_Tasks to perform_:
A. In the passage about Lee, why did the narrator's mom especially love him?
B. Say whether each statement agrees with the passage about Lee: (i) The narrator remembers Lee's last name. (ii) Lee owned a house. (iii) The narrator and Lee went on many dates.

_Page extract_:
▼

I can’t remember his last name but his first was Lee. He was a true sweetheart… tall, skinny, mocha complexion, nice haircut with either a kit in it or Indian in his family lol, and gorgeous eyes that seemed to see more about me than he let on. He was patient and understanding with a nice job and a house. We went on a couple dates. My mom loved him, especially, since he took the attention away from the abusive dude. He respected me and I didn’t know what to do with that. It was new. He seemed to have a good family life and the most beautiful little girl. He also had a son… but he doesn’t know that. Why? He would have been my baby’s dad.

▲

_Provided material_:
▼

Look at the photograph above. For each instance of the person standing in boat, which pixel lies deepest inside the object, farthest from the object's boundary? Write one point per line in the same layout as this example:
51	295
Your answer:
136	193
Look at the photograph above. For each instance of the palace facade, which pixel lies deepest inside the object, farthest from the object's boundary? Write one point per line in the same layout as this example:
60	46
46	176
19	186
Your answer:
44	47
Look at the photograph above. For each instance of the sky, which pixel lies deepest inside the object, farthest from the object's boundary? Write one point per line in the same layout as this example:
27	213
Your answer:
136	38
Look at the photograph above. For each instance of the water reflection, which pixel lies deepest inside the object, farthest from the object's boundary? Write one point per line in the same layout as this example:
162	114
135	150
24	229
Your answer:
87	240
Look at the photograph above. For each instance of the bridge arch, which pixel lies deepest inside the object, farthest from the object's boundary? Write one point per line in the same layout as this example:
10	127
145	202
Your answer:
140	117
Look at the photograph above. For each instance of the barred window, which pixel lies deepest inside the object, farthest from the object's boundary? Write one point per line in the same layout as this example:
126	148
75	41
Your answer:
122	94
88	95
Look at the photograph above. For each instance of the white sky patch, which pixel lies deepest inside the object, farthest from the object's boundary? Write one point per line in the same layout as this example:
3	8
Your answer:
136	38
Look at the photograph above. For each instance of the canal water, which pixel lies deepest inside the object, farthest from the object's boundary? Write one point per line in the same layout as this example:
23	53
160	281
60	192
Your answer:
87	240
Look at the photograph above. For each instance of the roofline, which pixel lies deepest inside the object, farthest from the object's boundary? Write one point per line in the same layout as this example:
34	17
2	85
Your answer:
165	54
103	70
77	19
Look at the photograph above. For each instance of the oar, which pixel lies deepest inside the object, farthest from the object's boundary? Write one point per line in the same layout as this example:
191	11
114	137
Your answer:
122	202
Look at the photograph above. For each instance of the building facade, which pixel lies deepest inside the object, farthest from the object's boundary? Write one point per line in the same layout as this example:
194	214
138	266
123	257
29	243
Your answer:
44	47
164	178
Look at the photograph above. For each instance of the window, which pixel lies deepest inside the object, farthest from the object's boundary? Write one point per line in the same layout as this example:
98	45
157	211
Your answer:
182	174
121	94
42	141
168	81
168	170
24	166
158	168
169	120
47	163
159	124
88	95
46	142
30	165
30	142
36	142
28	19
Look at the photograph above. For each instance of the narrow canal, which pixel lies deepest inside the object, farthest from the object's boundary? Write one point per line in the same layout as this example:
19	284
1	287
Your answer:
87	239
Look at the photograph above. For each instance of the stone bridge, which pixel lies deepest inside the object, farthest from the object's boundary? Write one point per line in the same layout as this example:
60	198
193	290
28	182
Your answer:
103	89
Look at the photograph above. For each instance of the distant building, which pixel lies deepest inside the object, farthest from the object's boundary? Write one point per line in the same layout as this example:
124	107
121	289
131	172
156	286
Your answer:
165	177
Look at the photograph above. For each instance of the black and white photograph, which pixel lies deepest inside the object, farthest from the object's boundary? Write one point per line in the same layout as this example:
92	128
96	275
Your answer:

▲

_Results for the exercise_:
A. He took the attention away from the abusive dude.

B.
(i) No: "I can’t remember his last name but his first was Lee."
(ii) Yes: "with a nice job and a house"
(iii) No: "We went on a couple dates."